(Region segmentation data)
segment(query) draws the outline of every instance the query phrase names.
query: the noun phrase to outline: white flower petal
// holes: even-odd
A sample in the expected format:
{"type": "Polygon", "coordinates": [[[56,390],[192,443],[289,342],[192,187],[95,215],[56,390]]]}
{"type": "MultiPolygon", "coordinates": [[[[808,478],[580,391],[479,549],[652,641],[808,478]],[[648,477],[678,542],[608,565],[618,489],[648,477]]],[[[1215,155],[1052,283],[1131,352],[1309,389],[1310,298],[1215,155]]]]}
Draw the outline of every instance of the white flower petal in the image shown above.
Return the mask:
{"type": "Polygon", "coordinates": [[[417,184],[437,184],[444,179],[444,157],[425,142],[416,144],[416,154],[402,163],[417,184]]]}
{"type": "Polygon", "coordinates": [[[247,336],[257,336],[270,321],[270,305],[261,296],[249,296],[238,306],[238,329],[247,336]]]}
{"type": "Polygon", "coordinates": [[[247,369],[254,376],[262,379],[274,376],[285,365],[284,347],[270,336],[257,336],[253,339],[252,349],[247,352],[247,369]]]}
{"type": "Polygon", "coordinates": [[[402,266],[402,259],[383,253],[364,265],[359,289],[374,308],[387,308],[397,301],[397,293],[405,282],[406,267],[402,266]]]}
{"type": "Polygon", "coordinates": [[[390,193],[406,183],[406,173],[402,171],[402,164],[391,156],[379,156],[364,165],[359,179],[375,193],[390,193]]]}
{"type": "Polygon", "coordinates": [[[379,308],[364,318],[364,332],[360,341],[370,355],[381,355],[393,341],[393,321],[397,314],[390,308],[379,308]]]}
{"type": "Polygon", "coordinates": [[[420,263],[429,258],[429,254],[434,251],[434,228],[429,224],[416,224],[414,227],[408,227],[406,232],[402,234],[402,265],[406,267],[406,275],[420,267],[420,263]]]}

> [Exercise requirements]
Show every line of the records above that contains the word "flower".

> [Written reply]
query: the noun phrase to outline: white flower petal
Draw the outline of every instance of the white flower petal in the image shown above.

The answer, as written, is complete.